• **Given records**
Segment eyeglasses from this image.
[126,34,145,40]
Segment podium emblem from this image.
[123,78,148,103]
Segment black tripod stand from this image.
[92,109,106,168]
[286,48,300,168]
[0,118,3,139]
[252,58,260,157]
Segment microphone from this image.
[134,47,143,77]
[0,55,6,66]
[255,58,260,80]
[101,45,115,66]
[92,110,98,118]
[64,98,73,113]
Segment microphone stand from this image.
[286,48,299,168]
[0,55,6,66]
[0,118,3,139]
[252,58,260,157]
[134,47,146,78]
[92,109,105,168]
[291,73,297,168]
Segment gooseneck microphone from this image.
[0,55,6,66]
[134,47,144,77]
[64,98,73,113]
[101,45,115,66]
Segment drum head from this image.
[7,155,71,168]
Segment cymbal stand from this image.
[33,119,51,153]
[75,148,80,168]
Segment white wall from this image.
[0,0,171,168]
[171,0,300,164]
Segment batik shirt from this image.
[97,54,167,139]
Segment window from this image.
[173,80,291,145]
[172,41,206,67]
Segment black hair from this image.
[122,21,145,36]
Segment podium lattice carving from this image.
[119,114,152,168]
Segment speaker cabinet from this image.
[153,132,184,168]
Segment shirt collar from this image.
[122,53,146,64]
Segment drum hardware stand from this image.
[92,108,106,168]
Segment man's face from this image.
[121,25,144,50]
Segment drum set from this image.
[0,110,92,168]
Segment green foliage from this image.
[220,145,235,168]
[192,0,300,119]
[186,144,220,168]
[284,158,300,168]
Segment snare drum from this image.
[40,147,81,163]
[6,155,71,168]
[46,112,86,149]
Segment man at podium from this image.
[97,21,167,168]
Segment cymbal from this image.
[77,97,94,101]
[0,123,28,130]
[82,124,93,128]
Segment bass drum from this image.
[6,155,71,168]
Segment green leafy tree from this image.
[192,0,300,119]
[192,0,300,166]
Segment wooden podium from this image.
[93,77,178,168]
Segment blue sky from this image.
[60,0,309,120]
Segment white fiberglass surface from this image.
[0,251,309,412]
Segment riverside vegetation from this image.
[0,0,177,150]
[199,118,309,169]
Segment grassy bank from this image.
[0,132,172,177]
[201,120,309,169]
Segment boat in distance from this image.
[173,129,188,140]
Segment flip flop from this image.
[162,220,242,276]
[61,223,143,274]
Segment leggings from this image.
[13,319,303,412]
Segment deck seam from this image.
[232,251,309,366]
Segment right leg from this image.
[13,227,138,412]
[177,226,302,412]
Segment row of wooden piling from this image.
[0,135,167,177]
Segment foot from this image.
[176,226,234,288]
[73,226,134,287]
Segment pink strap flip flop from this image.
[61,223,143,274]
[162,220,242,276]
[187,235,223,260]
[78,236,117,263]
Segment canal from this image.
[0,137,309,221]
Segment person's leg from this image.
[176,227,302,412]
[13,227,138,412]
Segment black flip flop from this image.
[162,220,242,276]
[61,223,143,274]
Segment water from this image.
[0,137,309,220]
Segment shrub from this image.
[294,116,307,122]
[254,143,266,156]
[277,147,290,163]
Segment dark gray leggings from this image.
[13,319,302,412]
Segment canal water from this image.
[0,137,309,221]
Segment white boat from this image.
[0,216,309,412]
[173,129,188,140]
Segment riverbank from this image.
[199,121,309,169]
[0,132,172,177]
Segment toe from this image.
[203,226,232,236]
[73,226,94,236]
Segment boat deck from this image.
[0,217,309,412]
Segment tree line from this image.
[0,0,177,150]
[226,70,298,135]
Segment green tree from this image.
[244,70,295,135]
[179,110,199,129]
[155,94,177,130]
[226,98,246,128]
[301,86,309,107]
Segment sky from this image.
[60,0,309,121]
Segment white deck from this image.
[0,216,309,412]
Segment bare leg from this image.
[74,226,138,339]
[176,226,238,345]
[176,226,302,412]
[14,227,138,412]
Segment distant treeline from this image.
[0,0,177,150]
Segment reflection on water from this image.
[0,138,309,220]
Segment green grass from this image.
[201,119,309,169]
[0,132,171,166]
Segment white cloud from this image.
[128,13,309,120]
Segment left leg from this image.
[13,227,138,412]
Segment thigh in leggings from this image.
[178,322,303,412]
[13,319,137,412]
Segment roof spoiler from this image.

• **Job**
Rewrite every line of the data above as a numbered list, leaving out any blank lines.

• **Answer to the problem**
1. Segment eyeglasses from this image.
2. [126,34,145,40]
3. Segment podium emblem from this image.
4. [123,78,148,103]
5. Segment black tripod stand from this image.
6. [92,109,106,168]
7. [286,48,300,168]
8. [0,118,3,139]
9. [252,58,260,157]
10. Segment microphone from this image.
11. [134,47,143,77]
12. [0,55,6,66]
13. [255,58,260,80]
14. [101,45,115,66]
15. [92,110,98,118]
16. [64,98,73,113]
17. Segment microphone stand from this image.
18. [286,48,299,168]
19. [0,55,6,66]
20. [0,118,3,139]
21. [252,58,260,157]
22. [134,47,146,78]
23. [92,109,105,168]
24. [291,73,297,168]
25. Segment gooseneck microphone from this image.
26. [0,55,6,66]
27. [134,47,144,77]
28. [64,98,73,113]
29. [101,45,115,66]
30. Segment drum head from this image.
31. [7,155,71,168]
32. Segment cymbal stand from this image.
33. [33,119,51,153]
34. [75,148,80,168]
35. Segment white wall from this image.
36. [0,0,171,168]
37. [171,0,300,164]
38. Segment batik shirt from this image.
39. [97,54,167,139]
40. Segment window from this image.
41. [173,80,291,145]
42. [172,41,206,67]
43. Segment black hair from this image.
44. [122,21,145,36]
45. Segment podium lattice carving from this image.
46. [119,114,152,168]
47. Segment speaker cabinet from this image.
48. [153,132,184,168]
49. Segment shirt collar from this image.
50. [122,53,146,64]
51. Segment drum hardware stand from this image.
52. [92,108,106,168]
53. Segment man's face from this image.
54. [121,25,144,50]
55. Segment drum set from this image.
56. [0,110,92,168]
57. Segment green foliage from this image.
58. [220,145,235,168]
59. [192,0,300,119]
60. [186,144,220,168]
61. [284,158,300,168]
62. Segment snare drum from this image.
63. [40,147,81,163]
64. [6,155,71,168]
65. [46,112,86,149]
66. Segment man at podium from this image.
67. [97,21,167,168]
68. Segment cymbal from this image.
69. [77,97,94,101]
70. [0,123,28,130]
71. [82,124,93,128]
72. Segment bass drum from this image.
73. [6,155,71,168]
74. Segment green leafy tree from this image.
75. [192,0,300,119]
76. [192,0,300,166]
77. Segment wooden podium from this image.
78. [93,77,178,168]
79. Segment blue sky from this image.
80. [60,0,309,120]
81. Segment white fiberglass surface from this image.
82. [0,251,309,412]
83. Segment riverside vegetation from this image.
84. [0,0,177,150]
85. [199,118,309,169]
86. Segment grassy bank from this image.
87. [0,132,172,177]
88. [201,120,309,169]
89. Segment boat in distance from this image.
90. [173,129,188,140]
91. Segment flip flop from this image.
92. [162,220,242,276]
93. [61,223,143,274]
94. Segment leggings from this image.
95. [13,319,303,412]
96. Segment deck seam from this image.
97. [232,251,309,366]
98. Segment right leg from this image.
99. [13,227,138,412]
100. [177,226,302,412]
101. Segment row of wooden piling from this image.
102. [0,135,167,177]
103. Segment foot from this image.
104. [176,226,234,288]
105. [73,226,134,287]
106. Segment pink strap flip flop from this image.
107. [61,223,143,274]
108. [162,220,242,276]
109. [187,235,223,260]
110. [78,236,117,263]
111. Segment canal from this image.
112. [0,137,309,221]
113. Segment person's leg from this image.
114. [176,227,302,412]
115. [13,227,138,412]
116. Segment black flip flop from this image.
117. [162,220,242,276]
118. [61,223,143,274]
119. Segment water from this image.
120. [0,137,309,220]
121. Segment shrub from this image.
122. [294,116,307,122]
123. [254,143,266,156]
124. [277,147,290,163]
125. Segment dark gray leggings from this image.
126. [13,319,302,412]
127. Segment canal water from this image.
128. [0,137,309,221]
129. Segment white boat from this image.
130. [0,216,309,412]
131. [173,129,188,140]
132. Segment riverbank from this image.
133. [199,121,309,169]
134. [0,132,172,177]
135. Segment toe from this image.
136. [203,226,232,236]
137. [73,226,94,236]
138. Segment boat deck from this image.
139. [0,217,309,412]
140. Segment tree line from this image.
141. [0,0,177,150]
142. [226,70,298,135]
143. Segment green tree from this image.
144. [244,70,295,135]
145. [179,110,199,129]
146. [155,94,177,130]
147. [226,98,246,128]
148. [301,86,309,107]
149. Segment sky from this image.
150. [60,0,309,121]
151. Segment white deck from this image.
152. [0,216,309,412]
153. Segment bare leg from this image.
154. [74,226,138,339]
155. [176,226,238,345]
156. [176,226,302,412]
157. [14,227,138,412]
158. Segment distant treeline from this image.
159. [0,0,177,150]
160. Segment reflection on water from this image.
161. [0,138,309,220]
162. Segment green grass from this image.
163. [201,119,309,169]
164. [0,132,171,166]
165. Segment white cloud from this image.
166. [128,13,309,120]
167. Segment left leg from this image.
168. [13,227,138,412]
169. Segment thigh in leggings from this image.
170. [178,322,303,412]
171. [13,319,137,412]
172. Segment roof spoiler from this image.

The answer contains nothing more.